Each entry below should be written out exactly as it is, with no pictures.

━━━━━━━━━━━━━━━━━━━━

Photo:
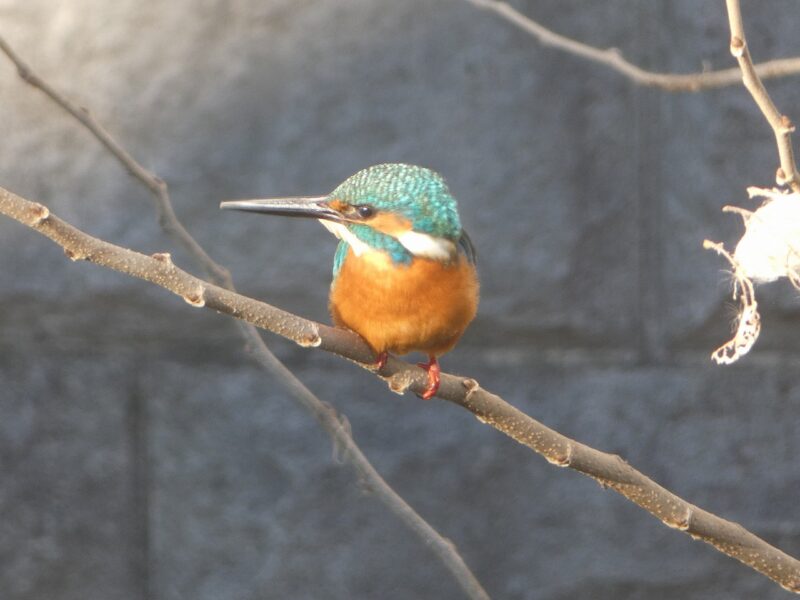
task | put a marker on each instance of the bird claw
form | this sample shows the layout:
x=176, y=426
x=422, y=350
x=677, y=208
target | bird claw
x=434, y=371
x=380, y=361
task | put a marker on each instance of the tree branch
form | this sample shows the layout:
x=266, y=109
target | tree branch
x=613, y=59
x=192, y=292
x=607, y=469
x=781, y=125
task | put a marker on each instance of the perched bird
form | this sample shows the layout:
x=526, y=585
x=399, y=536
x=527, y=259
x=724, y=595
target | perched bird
x=404, y=273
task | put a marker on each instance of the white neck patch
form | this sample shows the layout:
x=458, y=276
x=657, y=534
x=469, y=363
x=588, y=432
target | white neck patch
x=419, y=244
x=427, y=246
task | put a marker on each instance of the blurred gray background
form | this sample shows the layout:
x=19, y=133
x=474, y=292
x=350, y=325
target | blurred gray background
x=144, y=455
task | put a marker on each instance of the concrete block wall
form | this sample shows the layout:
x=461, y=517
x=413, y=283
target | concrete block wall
x=144, y=455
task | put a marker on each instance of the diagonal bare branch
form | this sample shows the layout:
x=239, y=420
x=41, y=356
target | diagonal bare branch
x=781, y=125
x=609, y=470
x=326, y=415
x=613, y=59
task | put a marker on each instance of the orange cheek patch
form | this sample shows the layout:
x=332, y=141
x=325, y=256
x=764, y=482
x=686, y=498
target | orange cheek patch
x=389, y=223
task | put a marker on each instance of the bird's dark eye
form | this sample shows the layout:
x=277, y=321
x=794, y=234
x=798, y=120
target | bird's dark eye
x=365, y=211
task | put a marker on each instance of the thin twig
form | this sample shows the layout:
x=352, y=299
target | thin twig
x=781, y=124
x=607, y=469
x=613, y=59
x=325, y=414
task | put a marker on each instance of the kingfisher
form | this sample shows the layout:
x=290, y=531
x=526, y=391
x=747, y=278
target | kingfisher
x=404, y=275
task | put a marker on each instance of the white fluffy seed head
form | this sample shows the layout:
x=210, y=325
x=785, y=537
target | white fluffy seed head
x=770, y=246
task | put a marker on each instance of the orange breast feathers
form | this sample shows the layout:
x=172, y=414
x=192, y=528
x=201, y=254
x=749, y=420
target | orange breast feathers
x=425, y=306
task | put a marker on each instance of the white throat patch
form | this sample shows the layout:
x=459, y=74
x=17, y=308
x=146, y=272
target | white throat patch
x=419, y=244
x=343, y=233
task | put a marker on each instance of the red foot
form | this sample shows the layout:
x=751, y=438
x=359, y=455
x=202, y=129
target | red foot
x=433, y=369
x=380, y=362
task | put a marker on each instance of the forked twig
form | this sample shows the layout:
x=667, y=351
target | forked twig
x=607, y=469
x=613, y=59
x=193, y=293
x=781, y=125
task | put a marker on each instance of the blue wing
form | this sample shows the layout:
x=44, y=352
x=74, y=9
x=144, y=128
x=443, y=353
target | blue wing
x=465, y=245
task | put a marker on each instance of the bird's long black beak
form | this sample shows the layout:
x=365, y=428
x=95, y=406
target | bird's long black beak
x=315, y=208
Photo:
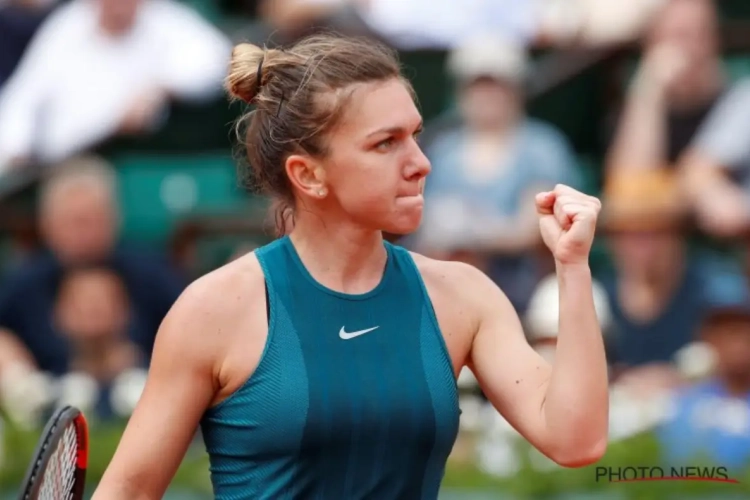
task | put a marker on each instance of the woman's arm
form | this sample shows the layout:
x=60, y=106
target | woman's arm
x=563, y=409
x=182, y=383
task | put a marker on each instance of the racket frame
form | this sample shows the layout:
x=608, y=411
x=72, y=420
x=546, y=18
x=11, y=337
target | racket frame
x=50, y=438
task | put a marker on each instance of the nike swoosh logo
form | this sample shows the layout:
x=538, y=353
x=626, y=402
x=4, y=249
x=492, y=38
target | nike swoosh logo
x=350, y=335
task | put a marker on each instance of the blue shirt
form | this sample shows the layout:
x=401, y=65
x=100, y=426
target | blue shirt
x=354, y=397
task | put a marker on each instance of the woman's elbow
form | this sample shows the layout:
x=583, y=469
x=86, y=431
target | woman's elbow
x=578, y=454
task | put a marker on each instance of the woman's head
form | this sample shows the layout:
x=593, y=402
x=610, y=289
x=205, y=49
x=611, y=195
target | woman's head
x=332, y=131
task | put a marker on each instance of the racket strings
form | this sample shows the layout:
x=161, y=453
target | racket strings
x=59, y=476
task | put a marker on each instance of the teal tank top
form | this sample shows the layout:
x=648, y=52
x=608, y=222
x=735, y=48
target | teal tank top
x=354, y=397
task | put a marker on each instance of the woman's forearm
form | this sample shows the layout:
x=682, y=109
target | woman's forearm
x=576, y=406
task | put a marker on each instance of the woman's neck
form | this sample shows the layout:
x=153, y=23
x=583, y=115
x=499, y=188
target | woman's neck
x=339, y=255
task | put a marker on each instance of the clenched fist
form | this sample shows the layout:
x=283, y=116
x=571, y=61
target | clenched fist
x=567, y=220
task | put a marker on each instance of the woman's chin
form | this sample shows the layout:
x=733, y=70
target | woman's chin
x=404, y=224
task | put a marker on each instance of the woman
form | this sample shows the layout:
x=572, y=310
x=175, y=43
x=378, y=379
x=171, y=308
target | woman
x=323, y=365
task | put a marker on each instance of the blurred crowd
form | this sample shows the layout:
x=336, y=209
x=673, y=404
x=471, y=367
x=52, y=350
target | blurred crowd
x=78, y=317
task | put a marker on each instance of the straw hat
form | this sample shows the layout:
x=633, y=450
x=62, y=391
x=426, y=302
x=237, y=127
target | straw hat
x=642, y=199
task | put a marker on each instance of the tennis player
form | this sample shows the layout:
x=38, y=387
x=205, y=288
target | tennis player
x=323, y=365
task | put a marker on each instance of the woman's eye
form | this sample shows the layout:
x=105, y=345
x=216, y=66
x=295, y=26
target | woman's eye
x=386, y=144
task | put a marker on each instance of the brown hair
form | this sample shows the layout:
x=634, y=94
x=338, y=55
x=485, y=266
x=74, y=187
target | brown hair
x=297, y=96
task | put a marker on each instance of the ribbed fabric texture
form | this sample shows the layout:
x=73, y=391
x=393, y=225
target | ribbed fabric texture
x=327, y=418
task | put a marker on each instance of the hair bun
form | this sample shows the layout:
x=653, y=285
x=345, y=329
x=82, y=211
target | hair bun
x=243, y=81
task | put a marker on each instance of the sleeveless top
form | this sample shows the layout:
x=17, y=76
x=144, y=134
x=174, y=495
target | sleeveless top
x=354, y=397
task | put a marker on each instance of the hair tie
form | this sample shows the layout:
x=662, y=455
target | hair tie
x=259, y=74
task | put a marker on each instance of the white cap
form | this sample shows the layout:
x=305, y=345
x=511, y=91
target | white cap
x=544, y=309
x=488, y=56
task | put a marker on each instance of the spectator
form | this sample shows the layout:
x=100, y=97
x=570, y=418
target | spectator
x=78, y=219
x=19, y=20
x=658, y=290
x=712, y=418
x=677, y=84
x=97, y=68
x=487, y=171
x=717, y=166
x=94, y=316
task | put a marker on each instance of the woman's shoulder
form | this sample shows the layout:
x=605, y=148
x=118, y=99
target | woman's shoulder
x=456, y=285
x=218, y=304
x=227, y=289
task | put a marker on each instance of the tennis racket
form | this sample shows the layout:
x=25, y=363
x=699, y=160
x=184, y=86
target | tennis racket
x=58, y=469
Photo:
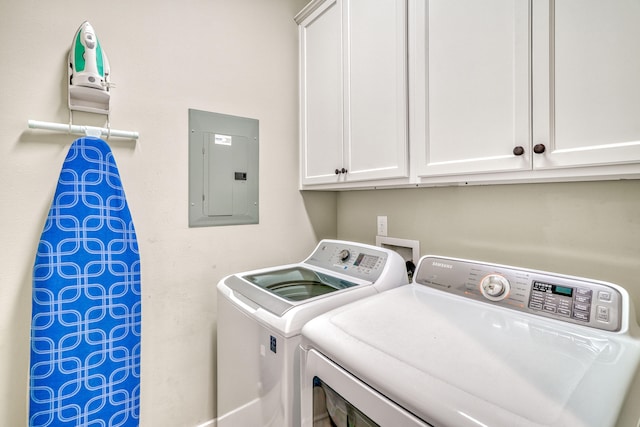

━━━━━━━━━━━━━━━━━━━━

**RESPONSE AREA:**
Photo:
task | put a marker on each instance of the bird claw
form | this sample shows the layout:
x=176, y=426
x=422, y=350
x=677, y=208
target | bird claw
x=434, y=371
x=380, y=361
task | put a marker on each instance of the tree branch
form | this sample shows the layout:
x=266, y=109
target | tree branch
x=613, y=59
x=192, y=292
x=607, y=469
x=781, y=125
task | put a marker on each instance of the perched bird
form | this sample shows the layout:
x=526, y=585
x=399, y=536
x=527, y=259
x=724, y=595
target | perched bird
x=404, y=273
task | put a marker on each instance of the white neck patch
form | this sample shows the layout:
x=458, y=276
x=657, y=534
x=469, y=363
x=588, y=432
target | white neck patch
x=419, y=244
x=427, y=246
task | put a marker on each instance of the blurred gray background
form | this sample shows the layout:
x=19, y=133
x=474, y=292
x=350, y=325
target | blurred gray background
x=144, y=455
task | put a marker on each instance of the concrete block wall
form | this sample shows the layout:
x=461, y=517
x=413, y=283
target | concrete block wall
x=144, y=455
task | put a marker on each instance of the diagonal bare branch
form | this sample shows the layout:
x=239, y=420
x=41, y=356
target | diagonal bare branch
x=781, y=125
x=609, y=470
x=326, y=415
x=613, y=59
task | put a marker on each instance of the orange cheek patch
form | this sample shows the layout:
x=332, y=141
x=325, y=256
x=764, y=482
x=686, y=498
target | orange cheek patch
x=389, y=223
task | put a marker on each instance of the bird's dark eye
form | this sample shows the layout:
x=277, y=321
x=794, y=234
x=798, y=120
target | bird's dark eye
x=365, y=211
task | put a marker on each instance of the thin twig
form | this sample shows the layout:
x=352, y=299
target | thin twig
x=781, y=124
x=607, y=469
x=613, y=59
x=325, y=414
task | put a marker on each instance of the kingfisher
form | this sample shows the layout:
x=290, y=531
x=526, y=391
x=747, y=278
target | kingfisher
x=404, y=275
task | put a marker on each instance of the white fluffy seed head
form | this sample shows the layout:
x=210, y=325
x=785, y=537
target | white fluffy seed head
x=770, y=246
task | put a marker on each instance of the orange breast feathers
form | this sample shows the layout:
x=172, y=414
x=192, y=528
x=201, y=254
x=749, y=420
target | orange breast feathers
x=425, y=306
task | put a marker on each instance of the white throat patch
form | this sample shows the layout:
x=459, y=74
x=17, y=308
x=146, y=272
target | white throat patch
x=419, y=244
x=343, y=233
task | put a marker on each instance of the red foot
form | this sample shows the layout:
x=751, y=438
x=359, y=455
x=202, y=129
target | red foot
x=433, y=369
x=380, y=362
task | put a marker on each instance of the forked twig
form | this sample shows the layout:
x=667, y=351
target | forked twig
x=607, y=469
x=613, y=59
x=193, y=293
x=781, y=125
task | put a marker on each instance of the blue wing
form | this sample shows the layout:
x=44, y=352
x=74, y=9
x=144, y=128
x=443, y=353
target | blue wing
x=465, y=245
task | put a marker on each instance of the bird's long black beak
form | this sample shows the layout:
x=365, y=428
x=95, y=406
target | bird's long black beak
x=315, y=208
Photo:
task | put a marker on each instance of the woman's arm
form | this sample shows the layout:
x=60, y=106
target | woman's arm
x=563, y=409
x=182, y=383
task | put a marker on each instance of the racket frame
form | this sample shows the layout:
x=608, y=411
x=72, y=420
x=546, y=18
x=11, y=337
target | racket frame
x=50, y=438
task | put a marker on each instance of the nike swoosh logo
form | this sample shows the layout:
x=538, y=353
x=626, y=402
x=4, y=249
x=492, y=38
target | nike swoosh logo
x=350, y=335
task | put a marker on each instance of the blue shirt
form | this sample shows the layout:
x=401, y=65
x=100, y=426
target | blue shirt
x=354, y=397
task | put a marker on each instance of the woman's elbow
form | this sample shows the layout:
x=583, y=469
x=86, y=431
target | woman's elbow
x=578, y=454
task | put a marker on each instance of the woman's head
form | this sample shows the layout:
x=593, y=402
x=610, y=289
x=205, y=49
x=611, y=195
target | woman's head
x=332, y=131
task | put a marker on each instance of the racket strings
form | this sample shows the layout:
x=161, y=453
target | racket strings
x=59, y=476
task | put a marker on each instance of the teal tank top
form | this sample shows the layout:
x=648, y=52
x=608, y=222
x=735, y=48
target | teal tank top
x=354, y=397
task | put a marker on each instance of the woman's forearm
form | this sample shows the layout:
x=682, y=109
target | woman's forearm
x=576, y=406
task | put a marker on each instance of the woman's neck
form | this sample shows the layout:
x=153, y=23
x=583, y=115
x=499, y=188
target | woman's neck
x=339, y=255
task | put a marker on each instance of the clenched fist
form | this sample shows the layout:
x=283, y=116
x=571, y=61
target | clenched fist
x=567, y=220
task | put a marker on each instance of the woman's chin
form | this sample shows the layout:
x=733, y=70
target | woman's chin
x=404, y=224
task | put a marker on each instance of the woman
form | this sample shows the layout:
x=572, y=310
x=175, y=43
x=378, y=379
x=171, y=308
target | woman
x=323, y=365
task | put a marker on each instance of the blurred crowd
form | this sample shows the layout:
x=336, y=209
x=673, y=404
x=471, y=367
x=52, y=350
target | blurred crowd
x=78, y=317
task | put a marker on each instance of the straw hat
form | this sample shows the layout:
x=633, y=450
x=62, y=391
x=426, y=302
x=237, y=127
target | straw hat
x=642, y=199
task | put a marker on each instance of the tennis player
form | this sample shows the layout:
x=38, y=387
x=205, y=288
target | tennis player
x=323, y=365
task | put a marker on each instance of the woman's eye
form | this sample shows the layout:
x=105, y=345
x=216, y=66
x=295, y=26
target | woman's eye
x=386, y=144
task | put a marker on each instance of the brown hair
form | this sample shows the layout:
x=634, y=94
x=338, y=55
x=485, y=266
x=74, y=187
target | brown hair
x=297, y=96
task | put a marker on each instance of the ribbed fabric texture
form | this sample shows the layout:
x=73, y=391
x=393, y=225
target | ribbed fabric texture
x=327, y=418
task | put a marker on each instance of the hair bun
form | this sample shows the layout:
x=653, y=285
x=345, y=329
x=82, y=211
target | hair bun
x=243, y=81
task | put a marker on each instance of the sleeveless top
form | this sample shows the layout:
x=17, y=76
x=144, y=134
x=174, y=495
target | sleeveless top
x=354, y=397
task | put a marker on each instance of the hair tie
form | this sample shows the layout:
x=662, y=455
target | hair tie
x=259, y=74
task | put a marker on each instance of the white cap
form | this sample shows the layout:
x=305, y=345
x=511, y=91
target | white cap
x=544, y=309
x=488, y=56
task | put a marker on each instance of the spectator
form | this sample shows the layout:
x=100, y=97
x=570, y=418
target | spectator
x=78, y=219
x=19, y=20
x=658, y=290
x=712, y=418
x=677, y=84
x=97, y=68
x=487, y=171
x=717, y=166
x=94, y=316
task | put a marker on each instance of the woman's shoulder
form | this sample shows the layout:
x=605, y=148
x=118, y=99
target | woman's shoulder
x=456, y=285
x=218, y=304
x=227, y=289
task | put a marker on each instance of the tennis racket
form | this sample shows the layout:
x=25, y=363
x=699, y=160
x=184, y=86
target | tennis racket
x=58, y=469
Photo:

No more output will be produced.